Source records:
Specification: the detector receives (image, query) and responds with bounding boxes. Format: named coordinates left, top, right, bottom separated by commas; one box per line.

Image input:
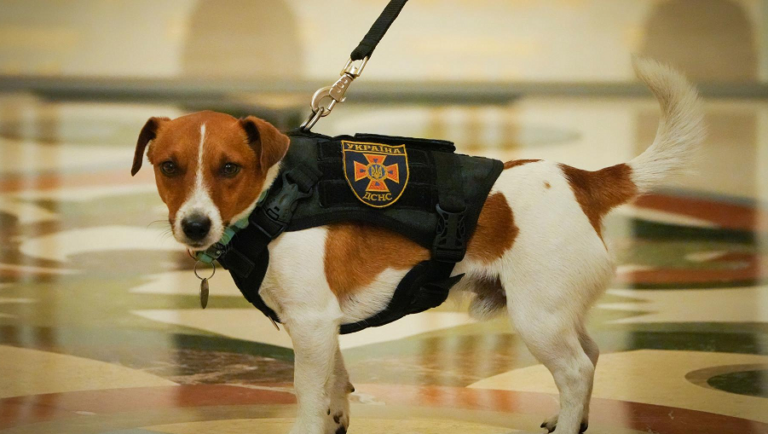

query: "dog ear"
left=132, top=117, right=169, bottom=176
left=239, top=116, right=289, bottom=171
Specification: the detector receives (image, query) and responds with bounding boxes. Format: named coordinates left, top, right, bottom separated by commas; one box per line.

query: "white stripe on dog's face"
left=147, top=112, right=288, bottom=252
left=173, top=123, right=224, bottom=249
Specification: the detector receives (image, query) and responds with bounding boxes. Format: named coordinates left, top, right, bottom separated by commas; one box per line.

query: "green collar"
left=194, top=190, right=269, bottom=264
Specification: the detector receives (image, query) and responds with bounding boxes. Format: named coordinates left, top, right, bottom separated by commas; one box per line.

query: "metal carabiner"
left=300, top=57, right=369, bottom=132
left=309, top=86, right=338, bottom=114
left=301, top=106, right=327, bottom=131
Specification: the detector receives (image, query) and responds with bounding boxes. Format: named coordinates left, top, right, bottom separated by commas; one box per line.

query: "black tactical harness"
left=195, top=0, right=504, bottom=333
left=212, top=130, right=503, bottom=334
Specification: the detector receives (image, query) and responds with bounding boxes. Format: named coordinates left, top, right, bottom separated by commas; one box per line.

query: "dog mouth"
left=179, top=231, right=224, bottom=252
left=171, top=232, right=214, bottom=251
left=182, top=236, right=221, bottom=251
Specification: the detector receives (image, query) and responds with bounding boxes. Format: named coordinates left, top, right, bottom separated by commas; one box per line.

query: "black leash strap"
left=300, top=0, right=409, bottom=131
left=350, top=0, right=409, bottom=61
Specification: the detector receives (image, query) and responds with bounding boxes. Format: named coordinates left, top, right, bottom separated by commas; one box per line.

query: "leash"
left=300, top=0, right=409, bottom=131
left=191, top=0, right=410, bottom=315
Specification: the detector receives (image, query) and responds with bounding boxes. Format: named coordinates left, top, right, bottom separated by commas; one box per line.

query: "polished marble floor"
left=0, top=95, right=767, bottom=433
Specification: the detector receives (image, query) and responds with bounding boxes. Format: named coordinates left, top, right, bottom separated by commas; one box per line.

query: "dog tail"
left=558, top=59, right=705, bottom=230
left=627, top=57, right=706, bottom=193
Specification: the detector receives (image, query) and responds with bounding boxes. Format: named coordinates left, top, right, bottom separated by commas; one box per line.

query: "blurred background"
left=1, top=0, right=767, bottom=194
left=1, top=0, right=767, bottom=81
left=0, top=1, right=767, bottom=434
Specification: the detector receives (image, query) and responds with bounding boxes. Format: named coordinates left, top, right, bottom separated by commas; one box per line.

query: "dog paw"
left=324, top=412, right=348, bottom=434
left=541, top=415, right=558, bottom=433
left=540, top=415, right=588, bottom=433
left=325, top=395, right=350, bottom=434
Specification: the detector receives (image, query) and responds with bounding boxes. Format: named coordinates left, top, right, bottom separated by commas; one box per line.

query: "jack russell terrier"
left=131, top=59, right=704, bottom=434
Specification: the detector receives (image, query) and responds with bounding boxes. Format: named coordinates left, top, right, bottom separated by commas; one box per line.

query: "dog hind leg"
left=538, top=324, right=599, bottom=433
left=577, top=325, right=599, bottom=430
left=502, top=268, right=597, bottom=434
left=512, top=308, right=594, bottom=434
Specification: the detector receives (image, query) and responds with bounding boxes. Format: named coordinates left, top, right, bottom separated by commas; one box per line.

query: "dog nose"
left=182, top=214, right=211, bottom=241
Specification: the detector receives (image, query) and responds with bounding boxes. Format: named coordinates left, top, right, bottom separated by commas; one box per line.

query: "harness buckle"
left=196, top=241, right=228, bottom=264
left=432, top=204, right=467, bottom=263
left=253, top=172, right=313, bottom=239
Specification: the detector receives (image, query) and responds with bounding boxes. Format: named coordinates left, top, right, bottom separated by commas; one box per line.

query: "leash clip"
left=341, top=57, right=368, bottom=78
left=301, top=57, right=368, bottom=131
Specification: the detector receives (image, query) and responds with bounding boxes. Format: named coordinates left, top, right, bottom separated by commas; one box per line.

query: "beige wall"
left=0, top=0, right=765, bottom=82
left=0, top=0, right=197, bottom=77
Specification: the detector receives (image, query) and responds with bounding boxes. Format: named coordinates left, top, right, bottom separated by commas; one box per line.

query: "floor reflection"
left=0, top=96, right=766, bottom=433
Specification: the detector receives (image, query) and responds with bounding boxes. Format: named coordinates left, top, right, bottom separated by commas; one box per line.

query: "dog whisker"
left=147, top=219, right=171, bottom=228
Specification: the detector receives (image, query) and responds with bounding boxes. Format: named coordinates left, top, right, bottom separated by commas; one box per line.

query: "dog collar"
left=194, top=190, right=268, bottom=264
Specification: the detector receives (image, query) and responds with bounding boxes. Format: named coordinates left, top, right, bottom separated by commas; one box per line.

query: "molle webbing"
left=217, top=130, right=504, bottom=334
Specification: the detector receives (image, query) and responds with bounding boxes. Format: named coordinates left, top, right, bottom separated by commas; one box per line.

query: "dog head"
left=132, top=111, right=288, bottom=250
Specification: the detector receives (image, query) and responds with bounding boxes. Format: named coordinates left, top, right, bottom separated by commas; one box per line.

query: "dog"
left=131, top=59, right=704, bottom=434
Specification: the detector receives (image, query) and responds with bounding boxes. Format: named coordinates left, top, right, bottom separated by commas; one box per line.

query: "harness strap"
left=339, top=148, right=471, bottom=334
left=221, top=247, right=256, bottom=278
left=339, top=260, right=462, bottom=334
left=219, top=163, right=322, bottom=324
left=350, top=0, right=409, bottom=61
left=223, top=227, right=276, bottom=322
left=432, top=152, right=468, bottom=263
left=251, top=167, right=320, bottom=239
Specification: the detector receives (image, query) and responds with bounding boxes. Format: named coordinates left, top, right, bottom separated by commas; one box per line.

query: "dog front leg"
left=326, top=345, right=352, bottom=434
left=285, top=315, right=340, bottom=434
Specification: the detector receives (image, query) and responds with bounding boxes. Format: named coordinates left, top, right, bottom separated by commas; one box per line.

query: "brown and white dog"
left=132, top=59, right=704, bottom=434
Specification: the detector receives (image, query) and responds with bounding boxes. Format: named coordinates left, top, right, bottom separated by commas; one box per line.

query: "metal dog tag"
left=200, top=278, right=209, bottom=309
left=193, top=260, right=215, bottom=309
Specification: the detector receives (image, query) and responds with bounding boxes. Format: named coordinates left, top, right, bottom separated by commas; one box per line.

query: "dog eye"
left=160, top=161, right=178, bottom=176
left=221, top=163, right=241, bottom=178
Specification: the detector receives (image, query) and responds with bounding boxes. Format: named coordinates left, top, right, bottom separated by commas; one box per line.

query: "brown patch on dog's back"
left=544, top=181, right=551, bottom=189
left=504, top=159, right=540, bottom=170
left=467, top=192, right=517, bottom=264
left=324, top=223, right=429, bottom=299
left=560, top=163, right=638, bottom=238
left=325, top=194, right=518, bottom=297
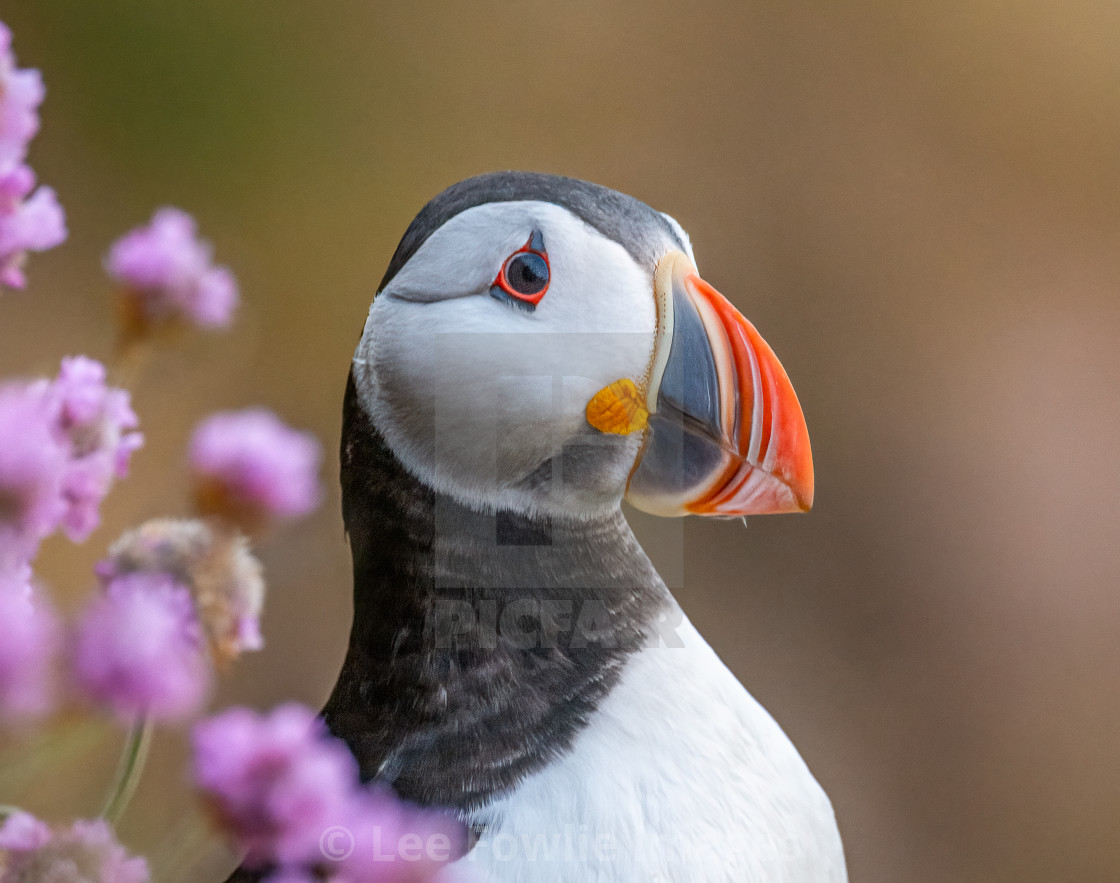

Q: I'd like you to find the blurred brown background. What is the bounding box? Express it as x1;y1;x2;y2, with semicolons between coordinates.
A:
2;1;1120;880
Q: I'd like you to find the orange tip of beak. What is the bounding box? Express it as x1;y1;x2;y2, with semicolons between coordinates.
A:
683;272;814;516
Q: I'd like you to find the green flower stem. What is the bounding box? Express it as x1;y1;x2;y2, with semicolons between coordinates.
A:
0;804;21;820
101;717;153;825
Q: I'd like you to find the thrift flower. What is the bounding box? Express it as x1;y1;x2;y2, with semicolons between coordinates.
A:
0;810;50;852
48;356;143;540
72;572;210;723
0;25;66;290
333;787;466;883
0;565;58;722
106;207;238;331
189;409;322;531
0;163;66;289
0;812;149;883
99;518;265;664
193;704;358;869
0;382;68;562
0;22;44;167
193;705;465;880
0;358;138;561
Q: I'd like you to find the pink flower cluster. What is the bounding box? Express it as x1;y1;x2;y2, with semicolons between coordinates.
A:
106;207;238;330
0;22;66;289
0;402;322;727
0;357;142;722
0;812;149;882
0;356;142;564
193;704;465;881
73;571;211;723
189;408;323;529
0;19;395;883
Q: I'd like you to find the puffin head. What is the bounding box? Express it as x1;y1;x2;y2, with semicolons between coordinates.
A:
351;172;813;521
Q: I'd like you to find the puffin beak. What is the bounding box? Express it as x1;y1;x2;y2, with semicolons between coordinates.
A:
623;251;814;517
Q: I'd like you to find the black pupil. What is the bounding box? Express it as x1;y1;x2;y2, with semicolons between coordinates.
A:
505;252;549;295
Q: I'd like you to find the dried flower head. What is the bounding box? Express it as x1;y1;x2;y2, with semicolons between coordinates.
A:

◆ **What you need to do**
Pull every line containing "semicolons" from the data.

◆ **Response area**
Q: I'd like you to find the blurred brown background. What is the bounding box? Express it as x1;y1;x2;y2, with semicolons between coordinates.
Q: I'd like you to find the orange tip of beak. What is the bounding box? Express it as x1;y1;x2;y2, with semicolons between coordinates.
Q: I'd like you to find the green flower stem. What is the bounding box? Express it as x1;y1;x2;y2, with semicolons between coordinates.
Q: I'd like you to find the thrift flower. What is the bounding box? Express it as x1;y1;x2;y2, with semicolons between coordinates.
Q: I'd like you to find the pink flower cluster. What is the bounding box? Express it as x1;y1;x2;y2, with semicolons between coordinates.
Q: I'd like you to find the puffin head. What is the bounding box? Express it as x1;y1;x2;y2, with semicolons between coordinates.
Q: I'd like you to find the puffin beak. What is the bounding box? Express it as x1;y1;x2;y2, with semicolons between coordinates.
Q: I'd like you to find the black pupil. What is the bounding box? Express it as x1;y1;x2;y2, with semicolons between coordinates.
Q: I'd like you to find the dried flower head. What is the bounding box? Express it as x1;y1;x2;y2, with semicolons between coordinates.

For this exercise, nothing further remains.